To do:
Both the line containing "each like (9,647)." and the last line of the listing are included: write out exactly the lines from one to the other.

Provided entries:
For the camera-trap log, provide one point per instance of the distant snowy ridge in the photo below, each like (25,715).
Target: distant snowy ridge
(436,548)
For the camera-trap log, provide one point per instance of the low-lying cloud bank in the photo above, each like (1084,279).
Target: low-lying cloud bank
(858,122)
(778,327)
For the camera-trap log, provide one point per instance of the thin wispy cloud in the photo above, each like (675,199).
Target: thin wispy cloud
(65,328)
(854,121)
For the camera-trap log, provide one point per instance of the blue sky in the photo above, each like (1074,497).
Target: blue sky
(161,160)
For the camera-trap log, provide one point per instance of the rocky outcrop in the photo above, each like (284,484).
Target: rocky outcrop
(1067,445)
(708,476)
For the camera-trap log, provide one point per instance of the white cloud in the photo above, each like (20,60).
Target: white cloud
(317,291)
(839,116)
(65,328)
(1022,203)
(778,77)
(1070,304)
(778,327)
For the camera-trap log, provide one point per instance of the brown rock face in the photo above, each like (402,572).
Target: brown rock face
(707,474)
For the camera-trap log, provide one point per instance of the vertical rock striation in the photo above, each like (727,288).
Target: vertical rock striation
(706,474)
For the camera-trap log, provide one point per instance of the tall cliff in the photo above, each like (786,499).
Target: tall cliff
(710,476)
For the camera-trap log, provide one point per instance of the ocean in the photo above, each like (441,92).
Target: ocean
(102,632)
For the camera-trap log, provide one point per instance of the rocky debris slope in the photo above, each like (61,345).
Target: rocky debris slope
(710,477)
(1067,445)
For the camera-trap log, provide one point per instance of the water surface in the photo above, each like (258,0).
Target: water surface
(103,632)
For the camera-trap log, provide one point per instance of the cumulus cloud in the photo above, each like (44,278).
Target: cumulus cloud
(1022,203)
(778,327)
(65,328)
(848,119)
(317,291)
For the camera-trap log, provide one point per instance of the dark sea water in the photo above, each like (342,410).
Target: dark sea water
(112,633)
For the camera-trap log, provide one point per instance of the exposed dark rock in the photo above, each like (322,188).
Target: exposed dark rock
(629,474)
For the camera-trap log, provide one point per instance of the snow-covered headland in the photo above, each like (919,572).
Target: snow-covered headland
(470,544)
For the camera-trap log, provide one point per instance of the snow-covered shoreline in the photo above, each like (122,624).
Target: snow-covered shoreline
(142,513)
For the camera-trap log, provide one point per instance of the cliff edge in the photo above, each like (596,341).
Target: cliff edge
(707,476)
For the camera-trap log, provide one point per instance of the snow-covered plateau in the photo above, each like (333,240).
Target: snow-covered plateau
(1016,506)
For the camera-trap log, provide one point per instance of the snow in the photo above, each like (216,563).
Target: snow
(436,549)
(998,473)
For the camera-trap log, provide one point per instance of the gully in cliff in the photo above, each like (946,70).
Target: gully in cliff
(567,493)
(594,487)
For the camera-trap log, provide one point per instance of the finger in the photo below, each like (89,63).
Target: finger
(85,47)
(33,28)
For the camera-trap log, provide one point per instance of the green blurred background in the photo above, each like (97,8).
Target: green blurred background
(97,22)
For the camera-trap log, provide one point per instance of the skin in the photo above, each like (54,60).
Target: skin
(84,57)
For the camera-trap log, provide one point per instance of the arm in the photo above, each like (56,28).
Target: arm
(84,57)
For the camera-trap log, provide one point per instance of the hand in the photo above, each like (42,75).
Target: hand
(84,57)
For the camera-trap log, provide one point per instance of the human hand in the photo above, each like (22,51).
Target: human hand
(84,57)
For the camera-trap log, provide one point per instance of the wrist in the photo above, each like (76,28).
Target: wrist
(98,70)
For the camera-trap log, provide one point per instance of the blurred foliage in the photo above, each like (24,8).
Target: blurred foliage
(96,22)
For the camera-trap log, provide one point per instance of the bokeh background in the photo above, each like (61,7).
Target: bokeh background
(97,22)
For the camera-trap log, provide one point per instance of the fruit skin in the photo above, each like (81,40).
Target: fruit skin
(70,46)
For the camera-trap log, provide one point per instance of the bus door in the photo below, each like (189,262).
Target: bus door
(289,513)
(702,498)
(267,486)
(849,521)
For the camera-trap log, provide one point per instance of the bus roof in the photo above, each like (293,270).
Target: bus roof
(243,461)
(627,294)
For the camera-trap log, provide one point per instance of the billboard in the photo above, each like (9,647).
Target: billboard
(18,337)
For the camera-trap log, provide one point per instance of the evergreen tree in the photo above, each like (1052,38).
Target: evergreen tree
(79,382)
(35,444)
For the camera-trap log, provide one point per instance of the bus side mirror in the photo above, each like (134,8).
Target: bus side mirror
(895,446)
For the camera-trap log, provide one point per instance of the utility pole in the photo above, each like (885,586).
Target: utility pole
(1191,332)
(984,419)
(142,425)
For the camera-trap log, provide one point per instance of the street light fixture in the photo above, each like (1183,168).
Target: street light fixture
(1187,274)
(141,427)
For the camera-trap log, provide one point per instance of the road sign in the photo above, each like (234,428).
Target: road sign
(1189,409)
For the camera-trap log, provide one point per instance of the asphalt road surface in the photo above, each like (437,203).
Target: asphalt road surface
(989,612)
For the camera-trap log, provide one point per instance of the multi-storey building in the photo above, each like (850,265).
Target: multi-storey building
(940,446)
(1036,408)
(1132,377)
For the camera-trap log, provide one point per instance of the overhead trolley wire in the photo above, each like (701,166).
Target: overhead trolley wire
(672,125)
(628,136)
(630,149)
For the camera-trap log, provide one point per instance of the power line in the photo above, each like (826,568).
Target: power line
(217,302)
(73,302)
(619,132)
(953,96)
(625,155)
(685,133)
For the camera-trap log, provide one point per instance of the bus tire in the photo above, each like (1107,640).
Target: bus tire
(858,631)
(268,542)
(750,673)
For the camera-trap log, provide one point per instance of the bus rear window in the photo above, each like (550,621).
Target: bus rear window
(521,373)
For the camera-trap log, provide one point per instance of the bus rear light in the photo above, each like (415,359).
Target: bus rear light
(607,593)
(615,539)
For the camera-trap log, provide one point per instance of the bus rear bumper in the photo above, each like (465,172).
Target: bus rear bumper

Task result:
For the camera-trap log, provide one point per instance of the billboard in the photo above, each like (9,647).
Target: billboard
(18,337)
For the camera-trap log, provide one point per instance of the evergreen tree in the photo above, each like (1052,38).
Target: evergreen tree
(79,382)
(35,444)
For the camera-trap log, provide one point per instance of the bus side mirror in the photo above, each like (134,8).
Target: bus side mirror
(895,446)
For the camera-trap log, provide one point per instance of the utility pole in the photo above, each like (885,586).
Target: utility pole
(1191,332)
(984,419)
(142,425)
For the camera-trap log, provide one point per instance of the street light fixture in the photo above, each like (1183,168).
Target: street light fixture
(1187,274)
(141,427)
For the camera-trap log, provide one point per instance of the road sign in the photo above, each like (234,428).
Target: road sign
(1189,409)
For the camera-trap log, provide one point per instance of the asphalt road surface in the photo above, each like (437,203).
Target: asphalt road surface
(989,612)
For the camera-trap log, provide one point per instance of the multi-storey building in the photo above, each like (850,265).
Target: multi-storey building
(940,446)
(1036,408)
(1132,377)
For the camera-trap log, provide one point per instance of the overhead trolley wire in the photo above, each like (701,166).
Target: overhead trolley wire
(672,125)
(628,136)
(630,149)
For the camera-trap log, provide one point per instance of the power line in the photo above, each like (826,568).
Target: power line
(217,302)
(73,302)
(619,132)
(953,96)
(625,155)
(685,133)
For the camera-trap log, provide one point per instance of the bus tire in the photo above, each like (1107,640).
Target: bus tire
(858,631)
(268,542)
(750,673)
For the camera-trap log, provide one point per instance of the bus rear window in the photo above, each like (550,621).
Target: bus rear window
(521,373)
For the camera-trap log, provide one point per instance of the bus rear light in the photo above, each like (415,359).
Target: bus rear light
(607,593)
(615,539)
For the camera-trap log, provide one point per instance of the bus rear bumper in the photo above, each like (465,172).
Target: bus rear bumper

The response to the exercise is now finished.